### Given exercise 1
Write out the mailing-list post again, everything from "Yuri Voinov yvoinov" down to "cache object ID.", substituting "Store-ID" for every "StoreID".
### Given exercise 2
Translate this sentence from the mailing-list post into Spanish: "The feature is the option to tweak this internal cache object ID."

— begin Passage given —

[squid-users] hsc-dynamic-cache: relied on storeID rules? Removed in 3.5.20?

Yuri Voinov yvoinov at gmail.com
Wed Mar 29 19:28:59 UTC 2017



29.03.2017 5:55, L A Walsh пишет:
> Eliezer Croitoru wrote:
>> Hey Linda,
>>
>> As the pathcer\author of StoreID I will try to clarify what might
>> seems odd.
>> StoreID is a "static" rule which is one of the squid cache fundamentals.
>> The feature is the option to tweak this internal cache object ID.
>> This is a very static feature and will not be changed for a very long
>> time from now on.
>> Most of the public helpers I have seen are very "simple" and rely on
>> very simple things.
> ----
>     Makes sense, otherwise too prone to breakage.
Don't think so. More effective (and complex) solutions just not free
(and, of course, open-source). I don't think that C++ code is easy to
breakage. :)
>
>
>
>>
>> But since many systems these days are aware of the option to predict
>> what would be the next url(think about an exe or other binary that
>> can be replaced on-the-fly\in-transit) the developers changed and
>> change(like a Diffe Hellman) their way of transporting content to the
>> end client.

— end Passage given —
— begin Provided information —

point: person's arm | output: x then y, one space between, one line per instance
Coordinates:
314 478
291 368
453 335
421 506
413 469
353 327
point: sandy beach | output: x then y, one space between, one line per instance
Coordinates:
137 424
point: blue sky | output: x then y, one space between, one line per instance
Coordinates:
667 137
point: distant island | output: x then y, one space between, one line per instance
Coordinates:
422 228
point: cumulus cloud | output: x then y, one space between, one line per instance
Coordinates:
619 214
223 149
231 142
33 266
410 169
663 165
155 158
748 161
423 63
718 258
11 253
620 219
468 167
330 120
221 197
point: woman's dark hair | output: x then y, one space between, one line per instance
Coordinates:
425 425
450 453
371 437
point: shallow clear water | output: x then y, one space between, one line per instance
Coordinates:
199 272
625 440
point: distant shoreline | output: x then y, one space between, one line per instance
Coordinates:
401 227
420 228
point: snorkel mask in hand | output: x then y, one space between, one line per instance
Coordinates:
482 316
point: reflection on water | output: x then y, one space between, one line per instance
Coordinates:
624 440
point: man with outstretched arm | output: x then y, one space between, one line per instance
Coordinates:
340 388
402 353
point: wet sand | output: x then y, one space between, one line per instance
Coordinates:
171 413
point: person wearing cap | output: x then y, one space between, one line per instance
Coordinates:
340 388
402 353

— end Provided information —

### Task answer 1
Yuri Voinov yvoinov at gmail.com
Wed Mar 29 19:28:59 UTC 2017



29.03.2017 5:55, L A Walsh пишет:
> Eliezer Croitoru wrote:
>> Hey Linda,
>>
>> As the pathcer\author of Store-ID I will try to clarify what might
>> seems odd.
>> Store-ID is a "static" rule which is one of the squid cache fundamentals.
>> The feature is the option to tweak this internal cache object ID.

### Task answer 2
La función es la opción de ajustar este ID interno del objeto de caché.